Given request:
Could you put the items below into a numbered list with any blank lines left out? Leave the pictures out of your answer.

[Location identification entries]
=-=-=-=-=

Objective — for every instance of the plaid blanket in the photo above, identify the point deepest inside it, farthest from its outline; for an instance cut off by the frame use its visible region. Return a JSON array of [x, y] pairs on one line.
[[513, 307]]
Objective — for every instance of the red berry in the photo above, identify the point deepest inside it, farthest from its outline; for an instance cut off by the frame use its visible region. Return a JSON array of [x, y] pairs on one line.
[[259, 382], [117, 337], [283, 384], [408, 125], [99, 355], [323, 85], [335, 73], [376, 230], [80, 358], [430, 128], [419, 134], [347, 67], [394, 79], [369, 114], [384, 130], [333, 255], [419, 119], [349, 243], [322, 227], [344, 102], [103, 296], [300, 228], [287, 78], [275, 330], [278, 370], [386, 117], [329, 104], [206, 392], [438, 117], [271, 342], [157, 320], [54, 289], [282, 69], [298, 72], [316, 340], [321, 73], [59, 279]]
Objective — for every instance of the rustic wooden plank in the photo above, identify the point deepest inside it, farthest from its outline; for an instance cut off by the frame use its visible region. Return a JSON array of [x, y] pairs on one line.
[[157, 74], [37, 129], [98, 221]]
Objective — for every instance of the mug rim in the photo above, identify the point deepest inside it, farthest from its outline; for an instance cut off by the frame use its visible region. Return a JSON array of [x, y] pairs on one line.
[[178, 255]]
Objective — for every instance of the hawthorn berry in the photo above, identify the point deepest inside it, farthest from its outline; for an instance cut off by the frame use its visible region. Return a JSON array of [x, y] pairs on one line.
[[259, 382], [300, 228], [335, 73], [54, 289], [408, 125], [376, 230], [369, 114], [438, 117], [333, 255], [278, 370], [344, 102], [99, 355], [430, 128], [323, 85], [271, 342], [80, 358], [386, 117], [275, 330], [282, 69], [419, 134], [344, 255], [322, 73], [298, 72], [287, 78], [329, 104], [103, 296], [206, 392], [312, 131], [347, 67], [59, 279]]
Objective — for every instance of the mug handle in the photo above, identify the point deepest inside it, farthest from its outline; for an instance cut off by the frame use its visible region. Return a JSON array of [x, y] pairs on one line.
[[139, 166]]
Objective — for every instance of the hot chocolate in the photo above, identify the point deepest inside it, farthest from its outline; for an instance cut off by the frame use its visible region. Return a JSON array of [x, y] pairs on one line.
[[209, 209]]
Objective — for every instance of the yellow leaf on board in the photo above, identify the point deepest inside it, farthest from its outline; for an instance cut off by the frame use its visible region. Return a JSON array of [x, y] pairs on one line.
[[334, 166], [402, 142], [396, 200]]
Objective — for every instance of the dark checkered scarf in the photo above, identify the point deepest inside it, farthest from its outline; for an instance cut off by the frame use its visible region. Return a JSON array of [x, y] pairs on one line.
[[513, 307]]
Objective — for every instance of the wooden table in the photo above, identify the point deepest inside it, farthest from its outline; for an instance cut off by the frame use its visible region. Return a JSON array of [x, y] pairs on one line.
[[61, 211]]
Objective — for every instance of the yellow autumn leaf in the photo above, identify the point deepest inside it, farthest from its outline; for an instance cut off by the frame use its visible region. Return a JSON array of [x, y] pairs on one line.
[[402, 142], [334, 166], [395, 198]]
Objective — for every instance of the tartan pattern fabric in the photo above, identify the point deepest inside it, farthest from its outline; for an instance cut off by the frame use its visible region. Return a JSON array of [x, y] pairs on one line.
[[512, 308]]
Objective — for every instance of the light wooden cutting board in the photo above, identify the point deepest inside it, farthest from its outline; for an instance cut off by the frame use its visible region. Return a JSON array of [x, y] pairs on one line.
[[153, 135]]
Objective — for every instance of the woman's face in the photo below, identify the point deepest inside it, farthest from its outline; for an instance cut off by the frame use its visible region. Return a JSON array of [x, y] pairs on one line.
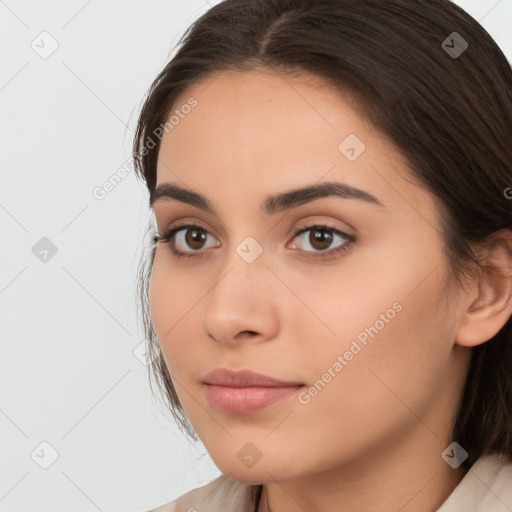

=-=-=-=-=

Response for this exercise:
1. Objective — for every instance of the plaid blanket in the photo above, identify the point deepest inside it, farthest from its outline; for an instance cut off by the frame use its visible region. Return a JSON array of [x, y] pairs on one line.
2. [[513, 307]]
3. Objective — for every instance of the red berry in the photo above, identify the point deepest inside it, farthest from its outline; for an instance cut off by the frame use its visible region. Return a JSON array of [x, y] pairs on one line.
4. [[259, 382], [117, 337], [283, 384], [408, 125], [99, 355], [323, 85], [335, 73], [376, 230], [80, 358], [430, 128], [419, 134], [347, 67], [394, 79], [369, 114], [384, 130], [333, 255], [419, 119], [349, 243], [322, 227], [344, 102], [103, 296], [300, 228], [287, 78], [275, 330], [278, 370], [386, 117], [329, 104], [206, 392], [438, 117], [271, 342], [157, 320], [54, 289], [282, 69], [298, 72], [316, 340], [321, 73], [59, 279]]
5. Objective — for every instance of the rustic wooden plank in the photo above, identify the point deepest inside it, farthest from its outline; for an instance cut off by the frame use its visible region. Return a JSON array of [x, y] pairs on one line.
6. [[157, 74], [37, 129], [98, 221]]
7. Objective — for every instance of the mug rim in the photo above, identify the point deepest inside it, farthest from its outline; for an instance cut off by the frame use its visible region. Return a JSON array of [x, y] pairs on one line.
8. [[178, 255]]
9. Objective — for every instance of the hawthorn berry in the photo above, identify the point deepest inside it, farthest from its outline; for an instance cut off by the frame use its visible region. Return a JSON array of [x, y] pairs on one line.
10. [[259, 382], [300, 228], [335, 73], [54, 289], [408, 125], [376, 230], [369, 114], [438, 117], [333, 255], [278, 370], [344, 102], [99, 355], [430, 128], [323, 85], [271, 342], [80, 358], [386, 117], [275, 330], [282, 69], [419, 134], [344, 255], [322, 73], [298, 72], [287, 78], [329, 104], [103, 296], [206, 392], [312, 131], [347, 67], [59, 279]]
11. Objective — for every instance of the mug handle in the photo above, identify the point deepest inside it, farthest from its outline; for an instance cut off by the frame use its visible region. Return a JSON array of [x, y] pairs on one line.
12. [[139, 166]]
13. Objective — for every instance of the hot chocolate in the photo above, identify the point deepest inside it, farthest from its outline; for an instance cut off by the frame use its visible region. Return a JSON array of [x, y] pairs on one line.
14. [[209, 209]]
15. Objective — for every instance of the yellow leaf on board in the photo above, identify the point deepest inside it, farthest from its outline; for an instance cut off by the frame use its visible region. Return a JSON array of [x, y] pairs on one line.
16. [[334, 166], [402, 142], [396, 200]]
17. Objective — for every instance of the dark checkered scarf in the photo above, identify the point deepest inside it, farthest from its outline; for an instance cut off by the frame use its visible region. Return a JSON array of [x, y] pairs on one line.
18. [[513, 307]]
19. Objective — for every instance of the wooden table in the photo above, identify the point deepest inside it, farthest from its outline; for an instance cut off by the frame use its visible region. Return a JSON array of [x, y] pairs on one line.
20. [[61, 211]]
21. Objective — for every instance of the yellow autumn leaf in the photo above, identify the point deepest inside it, farthest from its outline; for an instance cut off by the frame use its visible region. Return a JSON array of [x, y] pairs on one line.
22. [[402, 142], [334, 166], [395, 198]]
23. Objective — for every instance of the tartan pattern fabric in the photo above, identify the point deepest inside it, farthest from its outline; for an instance cut off by the frame use its visible region. Return a JSON array of [x, y] pairs on one line.
24. [[512, 308]]
25. Objective — for every instance of the light wooden cutting board in the photo above, identify the point deepest inside it, farthest from its outline; for an instance cut off by the frame use its visible region. Return a JSON array of [x, y] pairs on one line.
26. [[153, 135]]
27. Objective — for every instance of the woman's face in the photo below, identify the point deepest inside it, farthest from its outline; for an instance cut off by the frame use its visible region. Return a JSON array of [x, y] pairs on one line.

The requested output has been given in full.